**Task requirements**
#1 Reproduce everything in the monkeypox vaccine article from "Children will still" down to "Califf said Tuesday.", word for word.
#2 According to the monkeypox vaccine article, how many monkeypox cases had been diagnosed as of Tuesday?
#3 Carry the monkeypox vaccine article forward, starting right after its last sentence.

**Excerpted text**
Via Wisconsin Examiner:
WASHINGTON — The Biden administration began encouraging health care providers Tuesday to change the way they’re administering vaccines to protect against monkeypox, in an attempt to stretch out doses fivefold.
The latest shift in strategy comes as the administration races to curtail the spread of the virus, which jumped from 778 cases one month ago on July 9 to 9,493 diagnosed as of Tuesday. The upswing in cases has left many local health departments scrambling to keep up with demand for the vaccine.
By administering the Jynneos vaccine just under the skin, or intradermally, instead of below the layers of fat in the arm, or subcutaneously, officials said they expect health care workers will be able to get up to five doses out of every vial, instead of the current one-vial-one-dose approach.
Children will still be given the two-dose vaccine subcutaneously.
“As part of the alternative approach under the [Emergency Use Authorization] one-fifth of the current vaccine dose would be administered intradermally, rather than subcutaneously as the vaccine was originally approved,” U.S. Food and Drug Administration Commissioner Robert M. Califf said Tuesday.

**Provided information**
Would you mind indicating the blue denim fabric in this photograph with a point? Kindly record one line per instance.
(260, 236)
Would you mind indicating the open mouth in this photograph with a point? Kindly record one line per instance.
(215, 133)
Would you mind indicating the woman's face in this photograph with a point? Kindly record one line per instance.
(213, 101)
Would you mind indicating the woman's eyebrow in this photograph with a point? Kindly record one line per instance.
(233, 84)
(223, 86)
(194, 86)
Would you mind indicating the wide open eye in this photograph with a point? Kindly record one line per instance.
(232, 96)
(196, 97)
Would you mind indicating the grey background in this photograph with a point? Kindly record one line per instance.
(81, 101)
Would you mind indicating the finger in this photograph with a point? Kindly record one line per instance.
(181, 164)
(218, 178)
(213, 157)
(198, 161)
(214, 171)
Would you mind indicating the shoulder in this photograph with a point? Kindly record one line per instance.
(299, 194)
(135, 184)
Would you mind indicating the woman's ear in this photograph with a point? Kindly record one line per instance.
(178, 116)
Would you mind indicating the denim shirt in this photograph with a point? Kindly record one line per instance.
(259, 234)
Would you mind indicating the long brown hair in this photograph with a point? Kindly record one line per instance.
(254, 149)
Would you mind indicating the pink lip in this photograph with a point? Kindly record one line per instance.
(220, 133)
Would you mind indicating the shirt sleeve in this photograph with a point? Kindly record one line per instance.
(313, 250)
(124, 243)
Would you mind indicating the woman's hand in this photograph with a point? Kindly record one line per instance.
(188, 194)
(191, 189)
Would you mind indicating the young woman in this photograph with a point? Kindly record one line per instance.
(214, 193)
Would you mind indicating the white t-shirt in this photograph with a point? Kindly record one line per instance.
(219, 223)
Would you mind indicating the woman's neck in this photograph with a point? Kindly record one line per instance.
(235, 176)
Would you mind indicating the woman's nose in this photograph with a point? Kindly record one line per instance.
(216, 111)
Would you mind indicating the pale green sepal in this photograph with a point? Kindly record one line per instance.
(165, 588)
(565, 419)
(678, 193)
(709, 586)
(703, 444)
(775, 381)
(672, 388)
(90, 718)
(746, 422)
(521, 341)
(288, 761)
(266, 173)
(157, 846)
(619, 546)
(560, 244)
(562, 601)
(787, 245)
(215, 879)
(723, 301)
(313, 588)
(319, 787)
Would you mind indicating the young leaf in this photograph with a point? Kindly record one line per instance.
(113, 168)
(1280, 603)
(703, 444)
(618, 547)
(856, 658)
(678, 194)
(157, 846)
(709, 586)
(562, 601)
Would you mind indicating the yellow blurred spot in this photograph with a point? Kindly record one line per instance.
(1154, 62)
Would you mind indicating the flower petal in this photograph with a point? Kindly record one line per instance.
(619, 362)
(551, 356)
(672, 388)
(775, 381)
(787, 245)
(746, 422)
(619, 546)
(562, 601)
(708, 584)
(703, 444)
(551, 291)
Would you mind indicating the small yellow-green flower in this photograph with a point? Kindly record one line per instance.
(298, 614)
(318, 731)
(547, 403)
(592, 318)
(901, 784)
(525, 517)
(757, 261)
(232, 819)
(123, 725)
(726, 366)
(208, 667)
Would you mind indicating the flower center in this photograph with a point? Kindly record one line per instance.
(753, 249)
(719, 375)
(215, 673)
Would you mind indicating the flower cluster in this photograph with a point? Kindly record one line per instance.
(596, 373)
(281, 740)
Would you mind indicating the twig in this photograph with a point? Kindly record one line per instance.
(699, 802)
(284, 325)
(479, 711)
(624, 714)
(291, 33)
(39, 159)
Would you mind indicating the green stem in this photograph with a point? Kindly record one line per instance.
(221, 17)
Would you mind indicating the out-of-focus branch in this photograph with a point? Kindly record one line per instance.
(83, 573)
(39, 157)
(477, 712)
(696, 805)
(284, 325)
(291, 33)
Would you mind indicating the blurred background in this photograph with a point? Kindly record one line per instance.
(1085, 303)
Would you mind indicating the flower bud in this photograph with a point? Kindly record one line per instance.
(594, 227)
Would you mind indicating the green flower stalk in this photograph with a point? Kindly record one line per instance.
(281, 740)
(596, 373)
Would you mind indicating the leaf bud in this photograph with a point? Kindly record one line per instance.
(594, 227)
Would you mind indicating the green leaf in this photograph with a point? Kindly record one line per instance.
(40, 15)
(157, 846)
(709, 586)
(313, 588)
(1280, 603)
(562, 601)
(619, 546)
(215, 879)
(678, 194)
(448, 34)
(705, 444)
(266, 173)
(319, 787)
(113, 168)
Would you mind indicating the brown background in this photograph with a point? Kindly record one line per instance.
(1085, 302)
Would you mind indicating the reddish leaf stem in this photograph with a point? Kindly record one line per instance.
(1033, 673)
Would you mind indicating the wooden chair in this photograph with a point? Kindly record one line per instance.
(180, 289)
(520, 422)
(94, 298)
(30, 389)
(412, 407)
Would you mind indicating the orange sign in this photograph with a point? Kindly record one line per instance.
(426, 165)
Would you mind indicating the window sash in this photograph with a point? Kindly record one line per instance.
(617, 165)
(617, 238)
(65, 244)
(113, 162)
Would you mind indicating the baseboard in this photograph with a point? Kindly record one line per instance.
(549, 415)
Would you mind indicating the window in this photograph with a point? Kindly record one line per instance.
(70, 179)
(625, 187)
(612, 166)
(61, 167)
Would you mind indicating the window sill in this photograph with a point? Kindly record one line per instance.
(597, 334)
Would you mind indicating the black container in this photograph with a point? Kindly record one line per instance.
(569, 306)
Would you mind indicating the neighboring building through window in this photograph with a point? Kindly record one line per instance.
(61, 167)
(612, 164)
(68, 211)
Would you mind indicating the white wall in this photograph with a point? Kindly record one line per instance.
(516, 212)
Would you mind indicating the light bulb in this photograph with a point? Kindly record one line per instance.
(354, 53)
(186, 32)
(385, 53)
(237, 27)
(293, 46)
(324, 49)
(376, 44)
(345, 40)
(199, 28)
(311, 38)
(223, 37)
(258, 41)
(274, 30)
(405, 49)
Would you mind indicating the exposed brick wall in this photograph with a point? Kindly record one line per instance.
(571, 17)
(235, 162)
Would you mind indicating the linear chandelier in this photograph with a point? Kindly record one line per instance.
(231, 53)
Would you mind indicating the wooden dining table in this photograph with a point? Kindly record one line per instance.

**Results for each task**
#1
Children will still be given the two-dose vaccine subcutaneously.
“As part of the alternative approach under the [Emergency Use Authorization] one-fifth of the current vaccine dose would be administered intradermally, rather than subcutaneously as the vaccine was originally approved,” U.S. Food and Drug Administration Commissioner Robert M. Califf said Tuesday.

#2 9,493

#3
A clinical study of the Jynneos vaccine published before its approval in 2019 showed a similar immune response for people given one-fifth of the dose intradermally as to those given the full dose subcutaneously, Califf said.
Those who received the vaccine intradermally did experience some mild side effects, including redness, firmness, itchiness and swelling at the injection site, but those “were all manageable,” Califf said.
If a person got their first vaccine dose subcutaneously, the FDA recommendation is that they get their second dose intradermally, Califf said.